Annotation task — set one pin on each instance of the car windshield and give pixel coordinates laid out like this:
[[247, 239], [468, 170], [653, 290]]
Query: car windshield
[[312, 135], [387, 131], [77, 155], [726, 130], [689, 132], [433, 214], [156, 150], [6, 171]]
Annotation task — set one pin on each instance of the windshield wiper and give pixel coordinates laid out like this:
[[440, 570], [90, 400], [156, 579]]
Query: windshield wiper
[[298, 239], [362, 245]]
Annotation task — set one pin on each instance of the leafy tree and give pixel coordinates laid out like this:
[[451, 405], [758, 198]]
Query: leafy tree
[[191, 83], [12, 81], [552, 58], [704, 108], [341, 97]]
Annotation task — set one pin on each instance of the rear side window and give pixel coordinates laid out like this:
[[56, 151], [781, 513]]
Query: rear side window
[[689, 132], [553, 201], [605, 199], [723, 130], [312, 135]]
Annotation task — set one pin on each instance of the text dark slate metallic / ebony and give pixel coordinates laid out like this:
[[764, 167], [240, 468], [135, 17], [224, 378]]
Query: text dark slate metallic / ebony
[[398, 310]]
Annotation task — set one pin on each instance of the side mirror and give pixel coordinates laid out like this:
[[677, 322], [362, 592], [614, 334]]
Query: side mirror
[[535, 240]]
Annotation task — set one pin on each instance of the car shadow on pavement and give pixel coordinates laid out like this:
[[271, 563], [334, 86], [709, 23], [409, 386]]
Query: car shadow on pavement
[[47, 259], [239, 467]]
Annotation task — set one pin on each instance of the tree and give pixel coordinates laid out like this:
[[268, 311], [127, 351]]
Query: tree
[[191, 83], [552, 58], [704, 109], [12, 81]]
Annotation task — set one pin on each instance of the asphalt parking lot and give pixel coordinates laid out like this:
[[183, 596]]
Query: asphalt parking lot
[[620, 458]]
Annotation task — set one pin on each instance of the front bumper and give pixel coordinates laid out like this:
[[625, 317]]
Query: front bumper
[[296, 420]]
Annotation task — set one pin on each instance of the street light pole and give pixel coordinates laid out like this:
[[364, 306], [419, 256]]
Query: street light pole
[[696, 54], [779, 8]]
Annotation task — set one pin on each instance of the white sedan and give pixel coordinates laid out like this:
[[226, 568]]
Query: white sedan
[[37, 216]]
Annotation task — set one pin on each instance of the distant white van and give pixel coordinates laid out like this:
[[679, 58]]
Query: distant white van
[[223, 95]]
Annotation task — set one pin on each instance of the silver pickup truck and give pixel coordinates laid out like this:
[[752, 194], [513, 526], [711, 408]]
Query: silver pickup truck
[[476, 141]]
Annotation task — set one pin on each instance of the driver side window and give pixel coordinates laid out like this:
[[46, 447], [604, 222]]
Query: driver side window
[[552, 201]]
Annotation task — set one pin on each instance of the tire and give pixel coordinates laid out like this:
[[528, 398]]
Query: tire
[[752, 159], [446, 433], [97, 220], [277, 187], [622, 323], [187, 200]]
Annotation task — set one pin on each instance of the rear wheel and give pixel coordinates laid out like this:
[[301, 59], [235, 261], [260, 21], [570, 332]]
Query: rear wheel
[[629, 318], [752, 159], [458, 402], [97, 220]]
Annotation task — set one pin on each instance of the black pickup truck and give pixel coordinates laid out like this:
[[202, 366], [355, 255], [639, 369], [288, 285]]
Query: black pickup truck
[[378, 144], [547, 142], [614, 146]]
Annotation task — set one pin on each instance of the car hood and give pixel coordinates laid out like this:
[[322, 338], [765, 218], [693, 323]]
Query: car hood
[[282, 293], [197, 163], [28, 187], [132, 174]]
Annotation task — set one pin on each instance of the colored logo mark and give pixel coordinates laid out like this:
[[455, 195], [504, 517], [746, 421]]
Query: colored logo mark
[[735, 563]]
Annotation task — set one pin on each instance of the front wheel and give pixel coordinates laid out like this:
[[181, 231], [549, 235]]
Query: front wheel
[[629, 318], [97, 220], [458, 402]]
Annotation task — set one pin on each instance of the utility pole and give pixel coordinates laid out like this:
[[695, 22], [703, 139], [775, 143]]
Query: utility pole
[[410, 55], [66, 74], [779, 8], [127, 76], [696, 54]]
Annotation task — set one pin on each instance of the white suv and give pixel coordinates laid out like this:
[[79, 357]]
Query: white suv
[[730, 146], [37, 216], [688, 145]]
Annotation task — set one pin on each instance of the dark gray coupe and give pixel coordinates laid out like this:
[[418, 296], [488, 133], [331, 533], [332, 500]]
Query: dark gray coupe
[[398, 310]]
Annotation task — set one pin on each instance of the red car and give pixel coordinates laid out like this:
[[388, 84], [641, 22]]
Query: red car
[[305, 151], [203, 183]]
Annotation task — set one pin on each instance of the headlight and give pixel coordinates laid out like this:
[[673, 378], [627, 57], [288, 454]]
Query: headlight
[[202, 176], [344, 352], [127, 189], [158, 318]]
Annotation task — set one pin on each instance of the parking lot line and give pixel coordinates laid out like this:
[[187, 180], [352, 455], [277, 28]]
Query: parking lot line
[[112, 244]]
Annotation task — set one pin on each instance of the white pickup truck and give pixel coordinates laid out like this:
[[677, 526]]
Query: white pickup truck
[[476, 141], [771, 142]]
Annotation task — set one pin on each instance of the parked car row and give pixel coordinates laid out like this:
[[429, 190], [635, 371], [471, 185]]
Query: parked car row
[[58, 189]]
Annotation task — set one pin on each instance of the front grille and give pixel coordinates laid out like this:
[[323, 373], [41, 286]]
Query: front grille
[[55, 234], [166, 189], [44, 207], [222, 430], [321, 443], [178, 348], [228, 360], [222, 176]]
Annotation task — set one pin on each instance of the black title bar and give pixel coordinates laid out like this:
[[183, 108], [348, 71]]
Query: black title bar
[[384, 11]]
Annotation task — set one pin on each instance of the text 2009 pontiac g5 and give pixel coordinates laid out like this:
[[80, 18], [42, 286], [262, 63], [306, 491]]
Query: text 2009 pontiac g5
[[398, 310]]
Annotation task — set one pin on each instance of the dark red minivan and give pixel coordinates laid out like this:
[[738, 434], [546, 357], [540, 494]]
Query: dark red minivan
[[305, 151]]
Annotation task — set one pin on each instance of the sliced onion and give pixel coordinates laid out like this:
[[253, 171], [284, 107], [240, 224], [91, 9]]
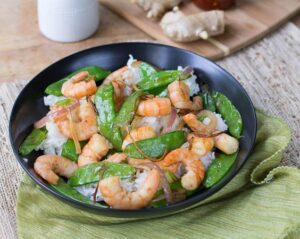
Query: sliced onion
[[42, 122]]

Assignment: Restate the data word for word. Begin at its first line, end at the line that contains "[[440, 570], [90, 400], [156, 579]]", and include both.

Answer section:
Annotation task — set one pin on each instance of the car windshield and give pixel coordinates laid out like this:
[[247, 239], [468, 170], [653, 290]]
Query: car windshield
[[312, 135], [387, 131], [77, 155], [726, 130], [689, 132], [433, 214], [156, 150], [6, 171]]
Annotation task — set one pin on each instance of the windshield wiper and give pixel coordinates laid out like this:
[[440, 570], [90, 400], [156, 579]]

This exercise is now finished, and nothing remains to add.